Task:
Reproduce all of the material exactly as shown.

Data lines:
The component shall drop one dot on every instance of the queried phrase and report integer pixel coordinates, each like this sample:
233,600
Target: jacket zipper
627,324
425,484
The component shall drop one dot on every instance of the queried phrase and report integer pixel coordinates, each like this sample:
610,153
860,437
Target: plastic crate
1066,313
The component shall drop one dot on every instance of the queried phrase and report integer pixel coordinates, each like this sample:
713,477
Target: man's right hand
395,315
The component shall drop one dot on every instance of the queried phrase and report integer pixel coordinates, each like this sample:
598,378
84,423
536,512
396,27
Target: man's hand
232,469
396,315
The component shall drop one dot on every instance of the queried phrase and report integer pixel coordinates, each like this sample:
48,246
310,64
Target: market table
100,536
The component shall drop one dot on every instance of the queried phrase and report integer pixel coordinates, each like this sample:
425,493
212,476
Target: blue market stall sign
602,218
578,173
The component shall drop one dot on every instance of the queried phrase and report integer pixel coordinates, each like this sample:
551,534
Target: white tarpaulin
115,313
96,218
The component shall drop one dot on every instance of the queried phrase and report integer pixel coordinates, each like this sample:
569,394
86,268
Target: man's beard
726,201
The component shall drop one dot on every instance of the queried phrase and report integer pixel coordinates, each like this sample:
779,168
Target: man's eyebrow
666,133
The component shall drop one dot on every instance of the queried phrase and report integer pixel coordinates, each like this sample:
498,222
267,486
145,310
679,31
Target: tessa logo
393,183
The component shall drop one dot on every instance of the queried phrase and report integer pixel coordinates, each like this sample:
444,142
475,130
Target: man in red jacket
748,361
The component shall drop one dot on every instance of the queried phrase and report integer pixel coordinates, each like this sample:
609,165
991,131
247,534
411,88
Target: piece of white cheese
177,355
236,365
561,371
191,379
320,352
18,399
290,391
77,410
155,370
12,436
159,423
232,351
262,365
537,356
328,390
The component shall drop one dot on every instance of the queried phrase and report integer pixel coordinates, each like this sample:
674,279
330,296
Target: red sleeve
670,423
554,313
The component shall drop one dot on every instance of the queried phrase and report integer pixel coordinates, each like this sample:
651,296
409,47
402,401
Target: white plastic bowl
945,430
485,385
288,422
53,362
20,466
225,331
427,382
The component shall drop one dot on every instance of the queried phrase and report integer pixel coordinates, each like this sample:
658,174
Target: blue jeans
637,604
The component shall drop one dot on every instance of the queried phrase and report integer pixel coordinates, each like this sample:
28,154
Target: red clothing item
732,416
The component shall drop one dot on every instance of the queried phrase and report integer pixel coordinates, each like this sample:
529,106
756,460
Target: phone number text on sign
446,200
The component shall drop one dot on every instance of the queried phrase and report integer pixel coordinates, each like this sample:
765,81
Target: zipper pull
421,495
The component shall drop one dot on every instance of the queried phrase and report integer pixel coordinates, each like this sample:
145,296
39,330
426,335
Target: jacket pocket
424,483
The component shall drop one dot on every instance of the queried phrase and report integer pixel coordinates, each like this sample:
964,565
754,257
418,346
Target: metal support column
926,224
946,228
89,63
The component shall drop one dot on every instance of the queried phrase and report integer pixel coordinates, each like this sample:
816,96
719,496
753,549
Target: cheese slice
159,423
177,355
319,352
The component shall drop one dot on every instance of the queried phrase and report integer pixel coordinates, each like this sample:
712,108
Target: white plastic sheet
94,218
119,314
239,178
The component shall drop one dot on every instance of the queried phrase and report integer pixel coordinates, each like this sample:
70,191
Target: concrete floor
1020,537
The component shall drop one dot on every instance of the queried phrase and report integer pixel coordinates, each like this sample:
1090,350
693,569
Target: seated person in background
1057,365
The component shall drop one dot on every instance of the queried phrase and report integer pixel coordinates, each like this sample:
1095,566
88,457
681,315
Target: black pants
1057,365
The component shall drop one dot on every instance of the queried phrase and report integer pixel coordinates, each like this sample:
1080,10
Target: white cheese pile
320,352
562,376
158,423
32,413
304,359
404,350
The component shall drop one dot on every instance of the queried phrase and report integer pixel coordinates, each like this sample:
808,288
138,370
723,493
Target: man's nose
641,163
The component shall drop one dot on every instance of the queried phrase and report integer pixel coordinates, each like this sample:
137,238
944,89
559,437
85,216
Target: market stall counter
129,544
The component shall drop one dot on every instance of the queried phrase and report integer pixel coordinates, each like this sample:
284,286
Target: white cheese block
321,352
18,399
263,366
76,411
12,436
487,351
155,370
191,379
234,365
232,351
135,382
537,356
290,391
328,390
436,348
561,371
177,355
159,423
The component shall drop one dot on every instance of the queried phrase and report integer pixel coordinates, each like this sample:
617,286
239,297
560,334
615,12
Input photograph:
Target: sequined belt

Result of this exercise:
The component shall drop one dot on every instance of the queried phrase and report integer pixel coordinates, each like this sample:
233,600
Target: jacket zipper
627,324
425,484
The component shall drop one dot on every instance of the queried phrase and report integer pixel coordinates, each like this sample:
610,153
860,437
Target: plastic crate
1066,313
The component shall drop one dot on every instance of the queried phrase and report integer pixel coordinates, each like this sample:
713,477
Target: man's right hand
395,315
The component shall drop one dot on every instance of the queried phrase and report integer pixel coordinates, each like this sample:
598,378
84,423
536,512
396,27
Target: man's hand
232,469
396,315
The component shall drop one dot on every instance of the queried phrase and report integer pixel coordinates, each like this sample:
48,246
310,64
Target: market table
100,536
The component shall drop one dot on every instance of the queried phrase and report integer pixel coordinates, each like this sample:
425,493
212,476
Target: blue market stall sign
602,218
578,173
The component shall drop one dot on every instance of the queried phrase and report integer pixel coordinates, each like this sample:
551,534
Target: white tarpaulin
115,313
96,218
The component shall drop one dot on every instance of the queried phrase and report integer pixel coordinates, each like this sample:
569,394
86,268
Target: man's beard
726,201
The component shall drop one dot on every instance of the queried phrase and report integer pixel coordinates, each like this sample:
779,168
Target: man's eyebrow
666,133
The component shall drop one dot on every instance of the queried phrase and report integer pixel coordinates, each like this sample:
498,222
267,486
145,310
679,31
Target: tessa logo
393,183
The component shall drop one dot on every instance of the queried phrase and report integer pixel coordinates, each like this sample:
444,142
475,130
Target: man in red jacket
748,361
The component shall drop one dot on every instance of the queried phrase and report integer pixel coordinates, each like this sample:
609,165
991,131
247,534
411,88
Target: piece of white cheese
177,355
236,365
561,371
191,379
320,352
18,399
290,391
77,410
155,370
12,436
159,423
232,351
262,365
537,356
328,390
The component shall drop one dot on every instance of the queried phrase and report integer pixel coordinates, each like this sample:
674,279
330,296
Target: red sleeve
670,423
554,313
The component shall drop one dot on every instance of the queried phrase and report integer pixel coordinates, each like this sample:
651,296
409,47
402,401
Target: white plastic bowl
945,430
485,385
288,422
53,362
20,466
225,331
427,382
The component shall drop one dot on every instance of the queried phrase and report integer pixel coordinates, each like this sample:
658,174
Target: blue jeans
637,604
The component shall drop one dot on every instance of the queried phrase and report integer pixel coordinates, each like this sample:
28,154
Target: red clothing item
732,416
The component shall drop one dot on every instance of the queried phrase and report integer pixel coordinates, each like this sample:
529,106
756,460
Target: phone number text on sign
446,200
The component shall drop one dot on every instance of the queried phrase and report integer pixel coordinates, each like this sample:
765,81
Target: zipper pull
421,495
The component shall drop one dot on every instance of the queried phrase and report integer pixel coordinates, each like this sample:
145,296
39,330
426,335
Target: jacket pocket
424,483
The component shall drop one dot on every instance of the queried phrase and report integer pixel coordinates, each like this sample:
964,565
754,257
418,346
Target: metal support column
926,224
946,228
89,63
The component shall drop one dot on every instance of the queried phrase and report integer pixel coordinates, each like this sample:
816,96
719,496
753,549
Target: cheese slice
159,423
177,355
319,352
The component shall drop one dot on every instance of the queried phrase and report integer pixel coordinates, each like this sample:
712,108
Target: white plastic sheet
94,218
119,314
239,178
The component shall drop one dot on every instance of the queried phrase and report integer pixel coordinates, each like this sample:
70,191
Target: concrete floor
1020,537
The component shall drop one dot on every instance of the queried phrase and report integer pixel coordinates, each like this sample:
1090,350
693,569
Target: seated person in background
1057,365
The component shall drop one dot on every instance of the queried phrase and report integer pixel coordinates, each like this sample:
1095,566
88,457
681,315
Target: black pants
1057,365
The component shall drop one dot on every instance of the queried phrase and report integer pixel coordinates, each like this sample:
1080,10
Target: white cheese pile
320,352
562,376
158,423
32,413
304,359
404,350
The component shall drop one dot on every instance of the queried phrase and report integer pixel coordinates, each like this sample:
808,288
138,370
723,493
Target: man's nose
641,163
The component shall drop one dot on every instance of the queried phrase and report integer pixel coordinates, each like this sample:
137,238
944,89
559,437
85,216
Target: market stall counter
129,544
The component shall drop one dot on every instance of the queried phrase and report integer pixel coordinates, each like this sample:
284,286
Target: white cheese block
321,352
18,399
263,366
76,411
12,436
487,351
155,370
191,379
234,365
232,351
135,382
537,356
290,391
328,390
436,348
561,371
177,355
159,423
The component shall drop one dot on every instance of the queried phrase and report integer pixel coordinates, each like this sample:
617,286
239,297
560,334
615,12
Input photograph:
Target: sequined belt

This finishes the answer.